** Records for the task follows **
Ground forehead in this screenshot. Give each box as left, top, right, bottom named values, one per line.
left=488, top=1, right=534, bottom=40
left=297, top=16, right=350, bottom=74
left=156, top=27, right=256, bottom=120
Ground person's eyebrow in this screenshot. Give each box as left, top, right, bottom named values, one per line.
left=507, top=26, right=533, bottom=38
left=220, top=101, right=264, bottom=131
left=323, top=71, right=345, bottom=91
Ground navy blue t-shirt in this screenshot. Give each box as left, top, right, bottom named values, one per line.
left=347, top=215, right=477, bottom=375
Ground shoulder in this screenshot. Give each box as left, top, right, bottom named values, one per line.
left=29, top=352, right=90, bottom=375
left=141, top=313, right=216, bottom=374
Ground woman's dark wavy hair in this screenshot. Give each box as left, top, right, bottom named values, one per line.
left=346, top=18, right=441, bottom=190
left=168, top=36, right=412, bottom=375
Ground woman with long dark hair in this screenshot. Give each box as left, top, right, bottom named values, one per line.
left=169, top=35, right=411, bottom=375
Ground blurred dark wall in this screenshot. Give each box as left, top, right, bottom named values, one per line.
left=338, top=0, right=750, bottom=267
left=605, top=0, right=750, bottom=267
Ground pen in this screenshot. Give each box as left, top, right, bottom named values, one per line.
** End of Records for the task **
Retype the material in full. Keep every character as it is.

• [Response to the task]
Ground forehead in this screenshot. Give each box as left, top, right, bottom named values, one per line.
left=488, top=1, right=534, bottom=40
left=297, top=16, right=350, bottom=74
left=156, top=27, right=256, bottom=120
Ground person's eyebrow in this screenshot. Give each box as left, top, right, bottom named values, one per line.
left=507, top=26, right=533, bottom=38
left=220, top=101, right=264, bottom=131
left=323, top=71, right=345, bottom=91
Ground navy blue t-shirt in this screenshot. Give each box as left, top, right, bottom named values, one per line.
left=347, top=215, right=477, bottom=375
Ground shoulder in this screenshot. Give each box as left, top, right, bottom named values, one per line.
left=29, top=352, right=90, bottom=375
left=141, top=313, right=216, bottom=374
Ground woman's dark wavy hair in this screenshot. Give each box as left, top, right, bottom named values, one per line.
left=346, top=18, right=441, bottom=190
left=168, top=36, right=412, bottom=375
Ground woman with long dark hair in this screenshot. Give each box as left, top, right, bottom named values, one per line.
left=169, top=35, right=411, bottom=375
Ground blurred dark wall in this screenshot. Give each box as left, top, right, bottom named values, one per line.
left=338, top=0, right=750, bottom=267
left=605, top=0, right=750, bottom=267
Ground pen in this screenshot. Give each box as left, top, right, bottom named values, one per line.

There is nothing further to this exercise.